Lay out the material below as a two-column CSV with the columns instruction and answer. Start at the line with "Find the eyeglasses", continue to the end of the material, and give one row for each line beginning "In this exercise" together with its answer, each in a single quoted field with line breaks replaced by spaces.

Data supplied:
###
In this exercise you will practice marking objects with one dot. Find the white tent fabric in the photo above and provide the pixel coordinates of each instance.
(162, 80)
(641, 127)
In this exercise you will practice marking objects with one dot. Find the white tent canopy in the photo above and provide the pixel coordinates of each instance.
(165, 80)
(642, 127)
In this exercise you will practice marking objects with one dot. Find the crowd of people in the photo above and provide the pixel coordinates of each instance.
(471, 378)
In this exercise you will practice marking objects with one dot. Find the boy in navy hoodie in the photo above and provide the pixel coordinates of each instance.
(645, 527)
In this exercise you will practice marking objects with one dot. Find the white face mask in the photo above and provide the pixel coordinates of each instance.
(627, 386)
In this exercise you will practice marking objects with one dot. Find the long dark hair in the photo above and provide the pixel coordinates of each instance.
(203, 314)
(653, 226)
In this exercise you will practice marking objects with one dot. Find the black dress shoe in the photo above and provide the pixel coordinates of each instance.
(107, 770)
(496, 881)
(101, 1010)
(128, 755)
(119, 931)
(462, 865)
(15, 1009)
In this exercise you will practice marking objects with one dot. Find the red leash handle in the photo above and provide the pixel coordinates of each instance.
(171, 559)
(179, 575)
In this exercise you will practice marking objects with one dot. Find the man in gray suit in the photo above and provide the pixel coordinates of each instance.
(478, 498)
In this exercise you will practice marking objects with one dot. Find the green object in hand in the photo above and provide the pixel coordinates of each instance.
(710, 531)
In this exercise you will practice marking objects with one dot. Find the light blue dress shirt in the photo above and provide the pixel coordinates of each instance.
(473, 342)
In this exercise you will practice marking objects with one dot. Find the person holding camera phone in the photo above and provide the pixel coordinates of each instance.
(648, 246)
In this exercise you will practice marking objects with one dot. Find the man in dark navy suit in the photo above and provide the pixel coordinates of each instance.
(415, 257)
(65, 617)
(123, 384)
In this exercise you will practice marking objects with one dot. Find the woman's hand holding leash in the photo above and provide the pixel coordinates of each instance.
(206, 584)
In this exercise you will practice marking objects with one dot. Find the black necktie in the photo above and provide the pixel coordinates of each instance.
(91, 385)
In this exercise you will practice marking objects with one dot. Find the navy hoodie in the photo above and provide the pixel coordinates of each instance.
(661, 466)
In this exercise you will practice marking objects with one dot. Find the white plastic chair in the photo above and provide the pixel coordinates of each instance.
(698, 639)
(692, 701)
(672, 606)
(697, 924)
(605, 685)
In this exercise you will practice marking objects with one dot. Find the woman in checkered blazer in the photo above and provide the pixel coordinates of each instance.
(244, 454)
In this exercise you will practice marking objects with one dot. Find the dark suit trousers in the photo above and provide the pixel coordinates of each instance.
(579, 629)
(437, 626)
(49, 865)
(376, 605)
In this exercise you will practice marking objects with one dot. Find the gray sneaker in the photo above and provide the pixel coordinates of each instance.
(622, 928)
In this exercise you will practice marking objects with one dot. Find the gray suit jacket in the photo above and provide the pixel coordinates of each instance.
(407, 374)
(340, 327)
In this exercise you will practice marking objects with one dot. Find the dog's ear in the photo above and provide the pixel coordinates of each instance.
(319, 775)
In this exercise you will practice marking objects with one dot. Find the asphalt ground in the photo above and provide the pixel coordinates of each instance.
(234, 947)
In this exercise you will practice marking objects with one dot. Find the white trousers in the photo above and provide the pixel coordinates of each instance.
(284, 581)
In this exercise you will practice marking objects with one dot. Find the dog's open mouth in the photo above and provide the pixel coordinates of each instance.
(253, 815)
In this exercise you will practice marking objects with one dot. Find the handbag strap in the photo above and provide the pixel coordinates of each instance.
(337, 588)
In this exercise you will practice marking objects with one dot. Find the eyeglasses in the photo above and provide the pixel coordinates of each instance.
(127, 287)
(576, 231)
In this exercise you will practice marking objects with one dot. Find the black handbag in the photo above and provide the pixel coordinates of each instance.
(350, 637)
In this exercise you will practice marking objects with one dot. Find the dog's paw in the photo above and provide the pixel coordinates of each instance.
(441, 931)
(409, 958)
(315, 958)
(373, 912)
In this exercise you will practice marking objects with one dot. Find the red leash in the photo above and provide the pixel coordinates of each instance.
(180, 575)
###
The solution:
instruction,answer
"In this exercise you will practice marking objects with one dot. Find the eyeglasses in the photo above and provide the pixel coordinates of each instance.","(127, 287) (576, 231)"
"In this exercise you will practice marking objects with one dot. Find the black handbag in the photo above and provide the pixel coordinates of each instance.","(350, 637)"
"In this exercise you will practice marking objects with one dot. Find the dog's paw in the photo above and provide the pixel coordinates of each instance.","(441, 931) (409, 958) (315, 958) (373, 912)"
"In this exercise you will practice marking objects with one dot. Find the red leash in the photo above and provide the pixel coordinates of each instance.","(180, 575)"